### Goal of the exercise
Reproduce the records verbatim from their start through the line containing "287), (570, 369)]", and omit the pictures.

=======

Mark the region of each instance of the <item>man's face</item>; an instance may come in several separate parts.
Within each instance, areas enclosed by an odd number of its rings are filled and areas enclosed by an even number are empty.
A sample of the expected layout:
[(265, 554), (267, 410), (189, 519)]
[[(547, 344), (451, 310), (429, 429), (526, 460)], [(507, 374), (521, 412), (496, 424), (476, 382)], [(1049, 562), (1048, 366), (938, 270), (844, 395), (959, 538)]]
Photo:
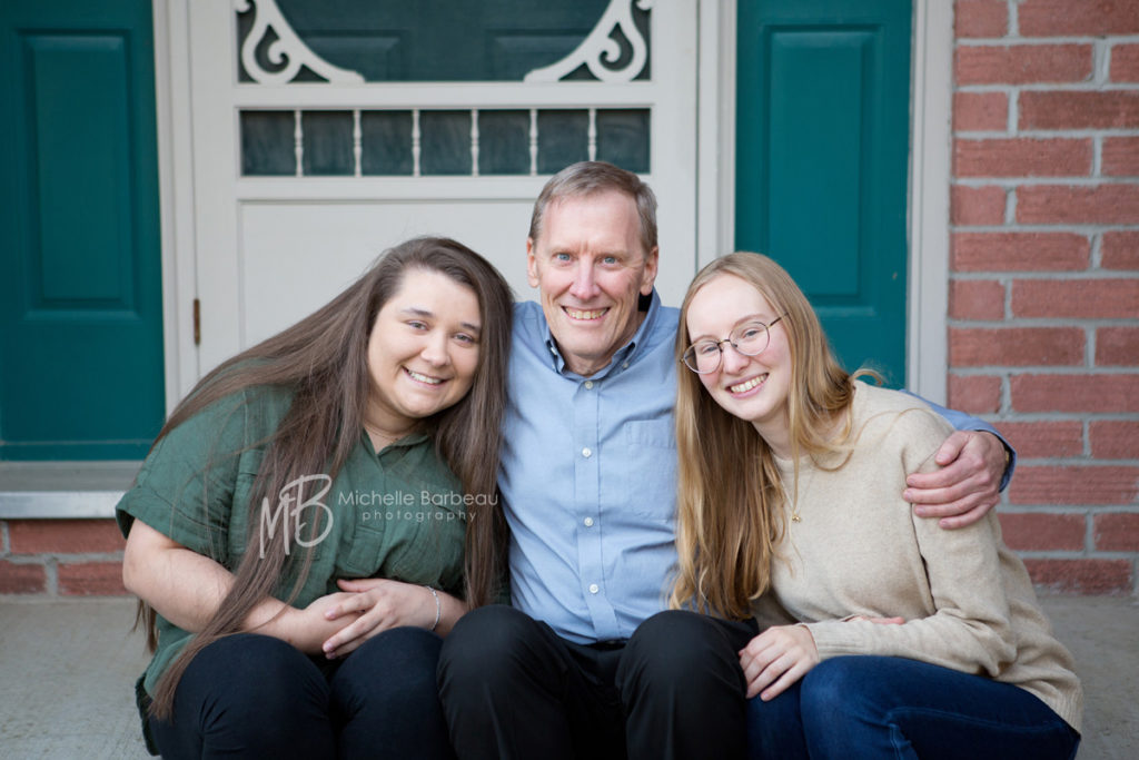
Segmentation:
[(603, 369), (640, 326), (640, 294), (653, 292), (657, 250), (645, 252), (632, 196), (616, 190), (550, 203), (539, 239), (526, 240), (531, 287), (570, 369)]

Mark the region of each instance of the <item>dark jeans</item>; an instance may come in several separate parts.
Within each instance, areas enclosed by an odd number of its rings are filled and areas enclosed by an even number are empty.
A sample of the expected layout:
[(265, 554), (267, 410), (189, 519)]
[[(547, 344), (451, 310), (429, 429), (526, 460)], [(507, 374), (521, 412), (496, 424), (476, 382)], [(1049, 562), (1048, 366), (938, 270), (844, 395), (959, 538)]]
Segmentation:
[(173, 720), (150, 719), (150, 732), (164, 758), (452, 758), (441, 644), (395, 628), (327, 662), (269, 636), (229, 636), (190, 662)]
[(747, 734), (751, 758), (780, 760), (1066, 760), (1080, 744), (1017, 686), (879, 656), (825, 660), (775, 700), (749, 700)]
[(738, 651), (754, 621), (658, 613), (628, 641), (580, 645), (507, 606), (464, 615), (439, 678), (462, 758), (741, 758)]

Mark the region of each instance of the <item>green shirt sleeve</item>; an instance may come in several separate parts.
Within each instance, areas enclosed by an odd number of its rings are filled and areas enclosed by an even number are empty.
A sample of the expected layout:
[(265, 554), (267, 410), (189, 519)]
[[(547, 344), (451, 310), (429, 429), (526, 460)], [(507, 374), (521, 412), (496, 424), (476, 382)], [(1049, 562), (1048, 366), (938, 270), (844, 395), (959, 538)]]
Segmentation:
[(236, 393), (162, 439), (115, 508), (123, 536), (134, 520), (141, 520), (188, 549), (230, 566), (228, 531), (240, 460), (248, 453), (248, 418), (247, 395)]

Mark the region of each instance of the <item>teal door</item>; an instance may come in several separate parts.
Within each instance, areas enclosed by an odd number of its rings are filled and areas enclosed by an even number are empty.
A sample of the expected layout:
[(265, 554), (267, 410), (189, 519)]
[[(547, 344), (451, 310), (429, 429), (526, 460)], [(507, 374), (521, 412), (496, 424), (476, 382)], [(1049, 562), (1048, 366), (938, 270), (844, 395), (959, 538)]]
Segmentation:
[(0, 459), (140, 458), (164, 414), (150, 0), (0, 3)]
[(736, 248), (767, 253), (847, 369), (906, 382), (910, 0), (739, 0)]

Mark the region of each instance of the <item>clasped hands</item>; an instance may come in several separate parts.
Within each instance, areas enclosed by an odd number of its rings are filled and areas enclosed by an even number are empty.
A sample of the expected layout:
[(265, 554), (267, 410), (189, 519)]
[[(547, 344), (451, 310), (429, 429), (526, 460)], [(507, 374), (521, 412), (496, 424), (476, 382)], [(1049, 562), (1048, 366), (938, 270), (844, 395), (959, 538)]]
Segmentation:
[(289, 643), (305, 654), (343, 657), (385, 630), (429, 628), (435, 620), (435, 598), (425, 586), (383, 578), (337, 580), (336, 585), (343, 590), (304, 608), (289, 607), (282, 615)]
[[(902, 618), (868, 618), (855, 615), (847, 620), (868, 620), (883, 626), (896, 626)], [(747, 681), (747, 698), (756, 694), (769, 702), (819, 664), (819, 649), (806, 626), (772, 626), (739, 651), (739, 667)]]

=======

### Result of this task
Mark the region of each instance of the <item>man's face</item>; an instance may come in several separate parts.
Within each instance, areas enclosed by an odd number of its rings are filled and areas enclosed by an even number are empty.
A sample of the expected layout:
[(265, 554), (267, 410), (189, 519)]
[[(547, 344), (451, 310), (429, 429), (526, 460)], [(507, 374), (521, 412), (496, 424), (476, 382)], [(1049, 562), (1048, 366), (938, 270), (844, 395), (959, 538)]]
Photo:
Segmentation:
[(603, 369), (640, 326), (640, 294), (653, 292), (657, 250), (645, 252), (632, 196), (616, 190), (550, 203), (539, 239), (526, 240), (531, 287), (570, 369)]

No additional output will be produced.